Overview of Low Cost, Baby Boomer Retirement Housing Options

Overview of Low Cost, Baby Boomer Retirement Housing Options

If you are a Baby Boomer on a fixed or limited income who is wondering whether you can afford to retire and have a roof over your head, this is the right place for you. There are many low-cost housing and retirement community alternatives for Baby Boomers who wish to retire while still maintaining a comfortable lifestyle.

Downsize for Boomer Retirement

The most obvious solution for Baby Boomers to stretch their money is to downsize their living arrangements. Big homes that were purchased to raise a family eventually turn into empty nests. Downsize to a condominium, investing the balance of your equity. Or relocate to an area where housing is less expensive, again investing the balance. Baby Boomers can downsize to condos to stretch their money.

Usually this strategy results in a more enjoyable and financially comfortable retirement. Even when the real estate market is in the tank, Baby Boomers can rent out their home and arrange a lease to purchase for their ideal retirement home in a location of their choice.

Mobile Home Communities for Boomer Retirement

55+ Mobile home communities provide affordable, comfortable housing for Baby Boomers of all ages. Many are really prefabricated homes and consist of landscaped parks with amenities and recreation (e.g., adjacent golf courses) in temperature locations. Most are warm communities with many activities and the opportunity to meet new friends in a secure environment.

Baby Boomers on fixed incomes should look at mobile home communities.Typically, mobile homes in these communities reside on rented space within a managed park. Space rent (which may include trash and water) is your main expense and can be high, so be sure to shop around and look at the park’s history of rental increases. Some parks also prohibit sub-leasing, which can make it difficult if you want to move somewhere else and are having trouble selling your unit. The best way to go is to purchase a mobile home whose price includes the land or which resides in a park that is subject to rent control. And the best buy is a home that is a few years old, as mobile homes tend to depreciate (depending upon the location, of course).

Records from a data collection:
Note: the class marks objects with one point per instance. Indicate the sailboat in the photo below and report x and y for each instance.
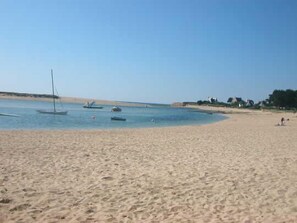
(54, 111)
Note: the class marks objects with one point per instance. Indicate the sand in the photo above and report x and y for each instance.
(242, 169)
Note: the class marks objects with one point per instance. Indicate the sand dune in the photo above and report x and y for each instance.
(243, 169)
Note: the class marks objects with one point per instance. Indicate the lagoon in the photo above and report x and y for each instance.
(81, 118)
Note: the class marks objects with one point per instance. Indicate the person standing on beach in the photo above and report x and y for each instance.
(283, 121)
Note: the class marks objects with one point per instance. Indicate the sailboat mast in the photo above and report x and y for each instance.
(53, 90)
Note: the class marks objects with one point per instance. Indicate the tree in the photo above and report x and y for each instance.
(284, 98)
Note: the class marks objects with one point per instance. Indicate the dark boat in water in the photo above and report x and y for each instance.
(118, 119)
(92, 105)
(116, 109)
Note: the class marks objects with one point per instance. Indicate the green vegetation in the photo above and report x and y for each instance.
(279, 99)
(286, 99)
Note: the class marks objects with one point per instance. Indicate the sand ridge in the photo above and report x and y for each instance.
(243, 169)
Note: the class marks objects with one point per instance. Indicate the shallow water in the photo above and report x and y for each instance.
(81, 118)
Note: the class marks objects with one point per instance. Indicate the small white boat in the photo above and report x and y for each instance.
(117, 118)
(92, 105)
(54, 111)
(116, 109)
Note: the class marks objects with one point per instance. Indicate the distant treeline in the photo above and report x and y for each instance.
(279, 99)
(283, 98)
(15, 94)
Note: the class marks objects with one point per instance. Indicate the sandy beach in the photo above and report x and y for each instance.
(242, 169)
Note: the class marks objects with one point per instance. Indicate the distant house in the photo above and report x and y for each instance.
(212, 100)
(249, 103)
(233, 100)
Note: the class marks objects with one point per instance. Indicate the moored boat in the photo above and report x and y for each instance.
(117, 118)
(116, 109)
(92, 105)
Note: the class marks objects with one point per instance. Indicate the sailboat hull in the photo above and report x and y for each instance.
(52, 112)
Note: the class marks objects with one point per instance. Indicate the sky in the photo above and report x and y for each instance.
(159, 51)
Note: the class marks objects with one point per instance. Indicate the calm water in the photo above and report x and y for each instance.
(80, 118)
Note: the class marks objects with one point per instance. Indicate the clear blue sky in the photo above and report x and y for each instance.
(149, 50)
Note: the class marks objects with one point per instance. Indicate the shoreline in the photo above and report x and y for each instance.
(76, 100)
(241, 169)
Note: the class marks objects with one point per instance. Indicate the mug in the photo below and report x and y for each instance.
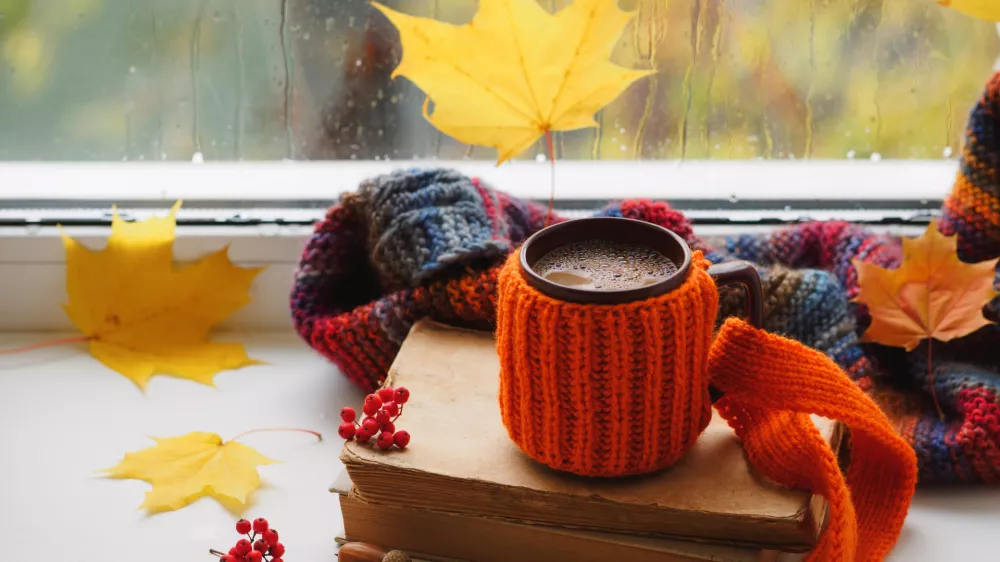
(613, 382)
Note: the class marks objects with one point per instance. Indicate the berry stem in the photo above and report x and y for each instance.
(317, 434)
(48, 343)
(399, 414)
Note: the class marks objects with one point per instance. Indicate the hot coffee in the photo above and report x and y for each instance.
(604, 265)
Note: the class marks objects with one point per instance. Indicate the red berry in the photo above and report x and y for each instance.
(348, 414)
(346, 431)
(385, 440)
(373, 399)
(400, 395)
(391, 407)
(370, 426)
(401, 438)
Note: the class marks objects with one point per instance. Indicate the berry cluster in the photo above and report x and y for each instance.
(381, 409)
(261, 543)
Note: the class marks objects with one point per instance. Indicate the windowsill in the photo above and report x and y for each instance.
(723, 180)
(72, 416)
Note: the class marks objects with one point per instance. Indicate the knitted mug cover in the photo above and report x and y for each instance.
(605, 390)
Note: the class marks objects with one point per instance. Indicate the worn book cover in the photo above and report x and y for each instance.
(460, 460)
(434, 535)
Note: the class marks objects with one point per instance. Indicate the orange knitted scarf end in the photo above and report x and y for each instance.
(771, 385)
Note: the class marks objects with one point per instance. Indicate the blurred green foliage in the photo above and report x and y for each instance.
(271, 79)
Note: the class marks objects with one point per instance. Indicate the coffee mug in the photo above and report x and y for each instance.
(610, 382)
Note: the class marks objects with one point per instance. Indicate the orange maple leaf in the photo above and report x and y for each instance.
(932, 294)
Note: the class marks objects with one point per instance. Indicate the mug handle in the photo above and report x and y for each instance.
(741, 272)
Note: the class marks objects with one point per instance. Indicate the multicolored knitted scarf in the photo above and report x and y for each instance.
(429, 243)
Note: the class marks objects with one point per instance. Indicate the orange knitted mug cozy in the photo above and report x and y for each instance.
(605, 390)
(617, 389)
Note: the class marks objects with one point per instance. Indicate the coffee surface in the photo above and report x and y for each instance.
(603, 265)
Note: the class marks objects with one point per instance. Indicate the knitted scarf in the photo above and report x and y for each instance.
(429, 243)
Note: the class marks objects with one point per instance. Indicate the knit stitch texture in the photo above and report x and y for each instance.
(354, 300)
(607, 390)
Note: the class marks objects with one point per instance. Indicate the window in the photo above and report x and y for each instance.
(113, 80)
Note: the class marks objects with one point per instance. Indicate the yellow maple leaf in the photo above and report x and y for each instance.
(143, 314)
(185, 468)
(988, 10)
(932, 294)
(515, 72)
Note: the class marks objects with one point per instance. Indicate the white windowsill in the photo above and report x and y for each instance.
(69, 416)
(272, 181)
(33, 254)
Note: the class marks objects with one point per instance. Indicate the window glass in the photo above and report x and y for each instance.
(310, 79)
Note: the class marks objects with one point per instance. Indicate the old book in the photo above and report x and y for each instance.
(434, 535)
(461, 461)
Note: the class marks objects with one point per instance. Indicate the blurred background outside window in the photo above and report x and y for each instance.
(113, 80)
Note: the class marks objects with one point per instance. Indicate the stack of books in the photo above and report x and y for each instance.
(463, 491)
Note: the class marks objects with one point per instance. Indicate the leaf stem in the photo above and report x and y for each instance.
(48, 343)
(930, 379)
(552, 176)
(309, 431)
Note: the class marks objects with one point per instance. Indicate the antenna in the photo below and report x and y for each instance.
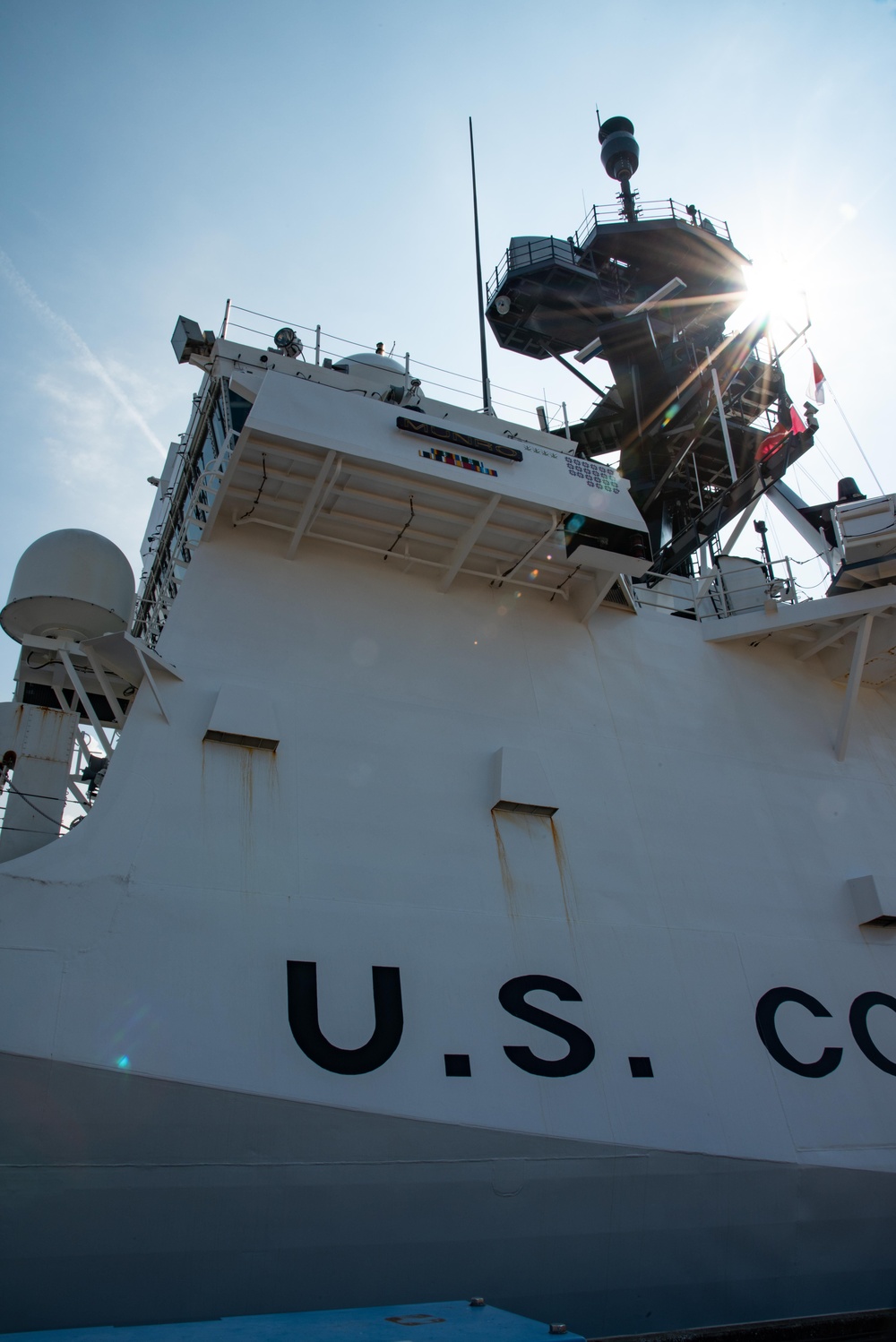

_TO DO_
Reproduce the overview of low-cost retirement housing options for Baby Boomers in full, word for word.

_TASK SOLUTION_
Overview of Low Cost, Baby Boomer Retirement Housing Options

Overview of Low Cost, Baby Boomer Retirement Housing Options

If you are a Baby Boomer on a fixed or limited income who is wondering whether you can afford to retire and have a roof over your head, this is the right place for you. There are many low-cost housing and retirement community alternatives for Baby Boomers who wish to retire while still maintaining a comfortable lifestyle.

Downsize for Boomer Retirement

The most obvious solution for Baby Boomers to stretch their money is to downsize their living arrangements. Big homes that were purchased to raise a family eventually turn into empty nests. Downsize to a condominium, investing the balance of your equity. Or relocate to an area where housing is less expensive, again investing the balance. Baby Boomers can downsize to condos to stretch their money.

Usually this strategy results in a more enjoyable and financially comfortable retirement. Even when the real estate market is in the tank, Baby Boomers can rent out their home and arrange a lease to purchase for their ideal retirement home in a location of their choice.

Mobile Home Communities for Boomer Retirement

55+ Mobile home communities provide affordable, comfortable housing for Baby Boomers of all ages. Many are really prefabricated homes and consist of landscaped parks with amenities and recreation (e.g., adjacent golf courses) in temperature locations. Most are warm communities with many activities and the opportunity to meet new friends in a secure environment.

Baby Boomers on fixed incomes should look at mobile home communities.Typically, mobile homes in these communities reside on rented space within a managed park. Space rent (which may include trash and water) is your main expense and can be high, so be sure to shop around and look at the park’s history of rental increases. Some parks also prohibit sub-leasing, which can make it difficult if you want to move somewhere else and are having trouble selling your unit. The best way to go is to purchase a mobile home whose price includes the land or which resides in a park that is subject to rent control. And the best buy is a home that is a few years old, as mobile homes tend to depreciate (depending upon the location, of course).